Task A: From the forum post on building a dataframe from XML below, write out word for word the passage between "Here are some" and "month = root.xpath('//response/row/row/month/text()')", inclusive.

How to append XML data into empty lists to create dataframe?-CodePudding

I am trying to append XML data into empty lists to create a dataframe. I was able to create all lists besides three because some tags have null values. I have tried an xpath function to grab all the text from the desired tag.

import requests
from lxml import objectify
from lxml import etree
from bs4 import BeautifulSoup 

URL = 'https://data.virginia.gov/api/views/xvir-sctz/rows.xml?accessType=DOWNLOAD'
response = requests.get(URL).content

import requests
from lxml import objectify


root = objectify.fromstring(response)

Here are some empty lists I would like to append

households_served = []
individuals_served = []
pounds_of_food_distributed = []
month = []

I tried this to give me lists, and it works.

pounds_of_food_distributed = root.xpath('//response/row/row/pounds_of_food_distributed/text()')
individuals_served = root.xpath('//response/row/row/individuals_served/text()')
households_served = root.xpath('//response/row/row/households_served/text()')
month = root.xpath('//response/row/row/month/text()')

But then I try to use pd.DataFrame with this code and I get an error.

table = pd.DataFrame(
    {'Month': month,
     'House': households_served,
     'People': individuals_served,
     'Pounds' : pounds_of_food_distributed
    })

Listed entries:

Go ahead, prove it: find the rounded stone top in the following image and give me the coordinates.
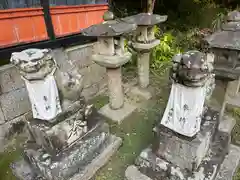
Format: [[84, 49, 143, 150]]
[[103, 11, 115, 21], [122, 13, 168, 26], [170, 50, 211, 87], [81, 20, 137, 37]]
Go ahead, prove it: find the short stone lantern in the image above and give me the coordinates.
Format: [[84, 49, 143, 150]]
[[123, 13, 167, 99], [82, 11, 137, 123], [205, 11, 240, 119]]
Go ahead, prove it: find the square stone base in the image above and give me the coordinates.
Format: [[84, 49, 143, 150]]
[[12, 135, 122, 180], [129, 86, 152, 100], [156, 108, 218, 171], [125, 132, 236, 180], [99, 102, 137, 124]]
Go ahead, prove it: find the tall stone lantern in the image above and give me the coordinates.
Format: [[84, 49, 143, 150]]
[[205, 11, 240, 119], [82, 11, 137, 123], [123, 13, 167, 99]]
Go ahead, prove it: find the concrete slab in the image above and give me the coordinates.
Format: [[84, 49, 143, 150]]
[[12, 135, 122, 180], [99, 102, 137, 124], [215, 145, 240, 180], [129, 86, 152, 100]]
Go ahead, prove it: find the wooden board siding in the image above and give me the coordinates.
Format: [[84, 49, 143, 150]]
[[0, 4, 108, 48]]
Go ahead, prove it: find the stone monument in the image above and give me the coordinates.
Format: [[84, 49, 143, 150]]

Task B: Rewrite the records between the lines holding "Go ahead, prove it: find the tall" and "[[0, 4, 108, 48]]", inclusive, keeping every request line, and raise each box coordinate in the answers by 46. Leave out all other lines.

Worked answer A:
Here are some empty lists I would like to append

households_served = []
individuals_served = []
pounds_of_food_distributed = []
month = []

I tried this to give me lists, and it works.

pounds_of_food_distributed = root.xpath('//response/row/row/pounds_of_food_distributed/text()')
individuals_served = root.xpath('//response/row/row/individuals_served/text()')
households_served = root.xpath('//response/row/row/households_served/text()')
month = root.xpath('//response/row/row/month/text()')

Worked answer B:
Go ahead, prove it: find the tall stone lantern in the image above and give me the coordinates.
Format: [[84, 49, 143, 150]]
[[251, 57, 286, 165], [128, 57, 183, 169], [169, 59, 213, 145]]
Go ahead, prove it: find the concrete slab in the image above and give me the coordinates.
Format: [[84, 49, 143, 150]]
[[58, 181, 168, 226], [145, 148, 183, 170], [261, 191, 286, 226], [175, 132, 198, 146]]
Go ahead, prove it: find the wooden board siding in the image above and give me the coordinates.
Format: [[84, 49, 143, 150]]
[[46, 50, 154, 94]]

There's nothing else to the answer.